══ Records provided

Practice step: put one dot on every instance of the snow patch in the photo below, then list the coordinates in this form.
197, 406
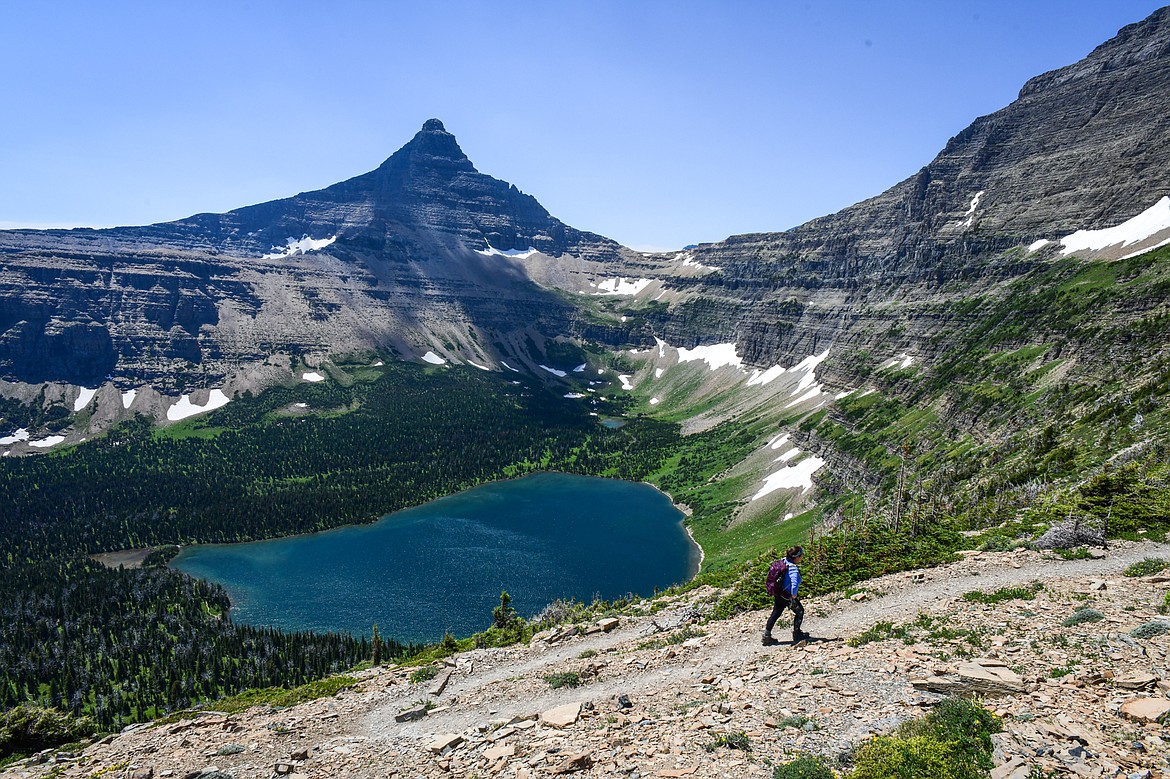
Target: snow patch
764, 377
809, 395
791, 477
779, 441
298, 246
45, 443
901, 362
970, 211
508, 253
21, 434
185, 408
1153, 220
83, 399
787, 455
621, 285
716, 356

════

Work to be completed: All entries must be output exactly as they stand, and every picture must be left out.

Expected answer:
Practice step: put one dot on every instance of the snow patch in the photo below, then list the coordinates in this form.
197, 406
Target: snow patch
764, 377
809, 395
791, 477
779, 441
298, 246
45, 443
901, 362
970, 211
508, 253
21, 434
185, 408
1153, 220
83, 399
787, 455
621, 285
716, 356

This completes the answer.